"""

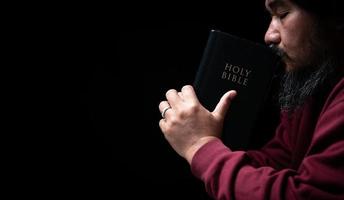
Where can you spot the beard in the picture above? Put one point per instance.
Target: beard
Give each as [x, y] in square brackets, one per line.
[303, 82]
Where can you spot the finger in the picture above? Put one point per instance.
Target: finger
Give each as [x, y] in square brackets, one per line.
[189, 93]
[163, 105]
[162, 125]
[173, 98]
[224, 103]
[181, 95]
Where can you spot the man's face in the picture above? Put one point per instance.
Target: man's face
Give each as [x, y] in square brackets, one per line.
[292, 30]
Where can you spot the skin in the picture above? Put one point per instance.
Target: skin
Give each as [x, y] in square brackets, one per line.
[291, 30]
[188, 125]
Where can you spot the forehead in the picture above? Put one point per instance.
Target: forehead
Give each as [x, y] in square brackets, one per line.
[273, 3]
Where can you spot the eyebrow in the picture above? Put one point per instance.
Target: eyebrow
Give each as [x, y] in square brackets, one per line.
[273, 4]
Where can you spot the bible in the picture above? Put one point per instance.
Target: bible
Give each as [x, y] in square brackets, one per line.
[233, 63]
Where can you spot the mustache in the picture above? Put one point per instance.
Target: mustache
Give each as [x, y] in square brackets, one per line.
[280, 52]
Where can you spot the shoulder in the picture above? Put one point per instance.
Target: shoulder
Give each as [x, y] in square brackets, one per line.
[335, 97]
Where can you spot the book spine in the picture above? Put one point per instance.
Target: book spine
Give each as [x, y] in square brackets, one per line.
[206, 59]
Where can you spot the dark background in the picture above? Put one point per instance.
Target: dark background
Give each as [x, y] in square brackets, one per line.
[108, 74]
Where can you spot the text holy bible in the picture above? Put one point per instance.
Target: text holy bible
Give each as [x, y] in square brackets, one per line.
[233, 63]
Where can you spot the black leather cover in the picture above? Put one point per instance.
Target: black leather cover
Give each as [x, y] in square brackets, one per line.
[230, 62]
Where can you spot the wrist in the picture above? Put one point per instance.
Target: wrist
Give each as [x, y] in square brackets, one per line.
[189, 154]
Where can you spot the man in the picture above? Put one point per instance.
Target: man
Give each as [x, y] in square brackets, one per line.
[305, 159]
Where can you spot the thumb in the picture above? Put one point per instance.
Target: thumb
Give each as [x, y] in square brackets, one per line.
[224, 103]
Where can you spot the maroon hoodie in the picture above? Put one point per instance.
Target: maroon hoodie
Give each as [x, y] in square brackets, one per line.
[305, 159]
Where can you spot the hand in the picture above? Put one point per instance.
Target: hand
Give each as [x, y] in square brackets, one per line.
[187, 126]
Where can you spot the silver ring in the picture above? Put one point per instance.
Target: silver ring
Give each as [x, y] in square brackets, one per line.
[164, 111]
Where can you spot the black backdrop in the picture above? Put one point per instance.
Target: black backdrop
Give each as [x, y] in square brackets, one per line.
[111, 73]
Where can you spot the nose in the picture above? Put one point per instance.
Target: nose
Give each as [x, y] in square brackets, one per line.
[272, 35]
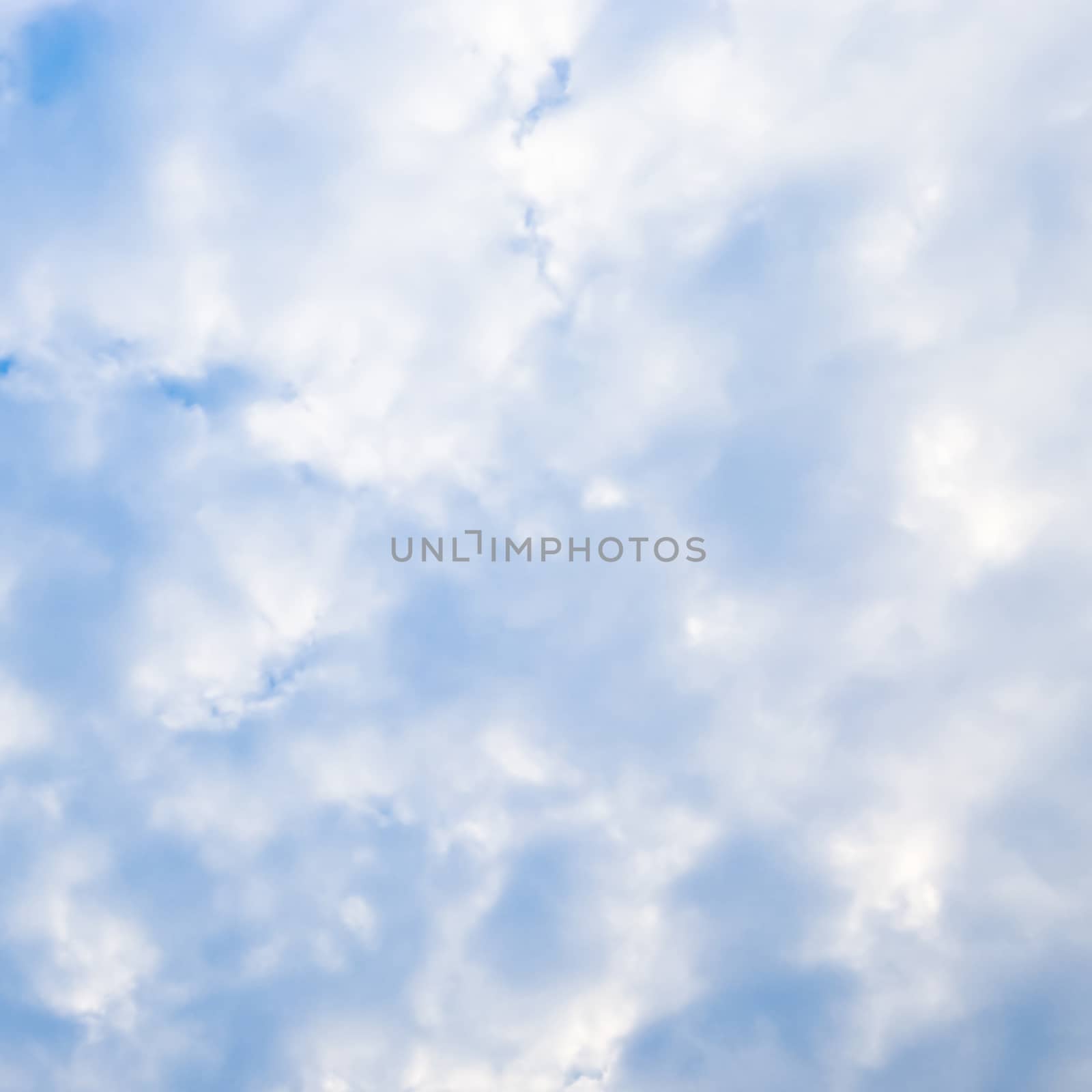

"""

Among the records above, find the lines that contain "dark" and copy every one.

▶ YOUR SOLUTION:
Where can you spot the dark background in the picture above? Put one point per instance.
Target: dark background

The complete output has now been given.